**Passage to read:**
═══

Jim Kouri
Pakistani terrorists may launch more Mumbai-style attacks, says U.S. official
By Jim Kouri
Away from news reporters and cameras, U.S. counterterrorism and intelligence officials and experts are not as positive about existing conditions in Pakistan. For example, on Friday one U.S. government security official spoke of his concern over the growing power and strength of the Pakistani terrorist organization Lashkar-i-Taiba (LeT) — or Army of the Pure.
During his Senate testimony, Michael Leiter, the current Director of the National Counterterrorism Center warned a panel of senators that the LeT terrorist group have acquired capabilities to launch Mumbai-type attacks in Europe and the rest of the world.
Speaking before the U.S. Senate Committee on Intelligence, Leiter claimed to notice "some indicators that pointed to the LeT expanding its network beyond Pakistan."
On November 26, 2008 about a dozen armed terrorists attacked a number of targets throughout India. The assailants killed or wounded hundreds of innocent people. According to U.S. police sources, who responded to the crime scenes as observers, 200 people were killed in multiple, coordinated attacks, including 19 foreigners.

═══

**Collected data:**
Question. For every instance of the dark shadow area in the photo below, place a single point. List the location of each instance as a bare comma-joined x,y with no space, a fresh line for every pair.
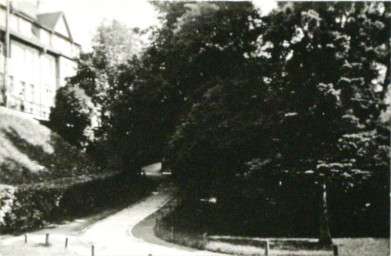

═══

**Aim of the exercise:** Could you reproduce the stretch of the article about Lashkar-i-Taiba from "Speaking before the" through "including 19 foreigners." word for word?

**Answer to the problem:**
Speaking before the U.S. Senate Committee on Intelligence, Leiter claimed to notice "some indicators that pointed to the LeT expanding its network beyond Pakistan."
On November 26, 2008 about a dozen armed terrorists attacked a number of targets throughout India. The assailants killed or wounded hundreds of innocent people. According to U.S. police sources, who responded to the crime scenes as observers, 200 people were killed in multiple, coordinated attacks, including 19 foreigners.